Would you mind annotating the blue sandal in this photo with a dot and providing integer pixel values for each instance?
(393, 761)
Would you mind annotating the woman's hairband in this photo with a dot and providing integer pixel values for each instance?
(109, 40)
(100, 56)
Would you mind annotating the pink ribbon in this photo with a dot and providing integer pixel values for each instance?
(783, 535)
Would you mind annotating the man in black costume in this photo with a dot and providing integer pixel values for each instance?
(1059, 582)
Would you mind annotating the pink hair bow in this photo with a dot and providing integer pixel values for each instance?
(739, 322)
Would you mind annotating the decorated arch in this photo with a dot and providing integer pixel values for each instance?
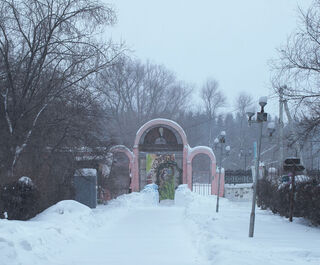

#####

WHAT TO PRODUCE:
Copy every line of the listing above word for word, and leave out the pictures.

COMPLETED TASK:
Would you mind annotating the blue sandal in this photo with a dot and providing integer pixel values for each instance?
(393, 761)
Would you mind annotating the woman's hairband in this photo with a dot and providing integer pixel values for each instance?
(109, 40)
(100, 56)
Would you mind annotating the pink ribbon in this photo with a dot and providing integer pixel values for each instance?
(783, 535)
Would you mind annotating the man in black costume in this photo with a dot and providing integer pixel values for each instance?
(1059, 582)
Would you mind annotating the pink hair bow in this photo with a dot and providing integer pixel values for each instance?
(739, 322)
Would you mind annotating the decorated arch in this photo with a dot and providing integer pixel values for each instance?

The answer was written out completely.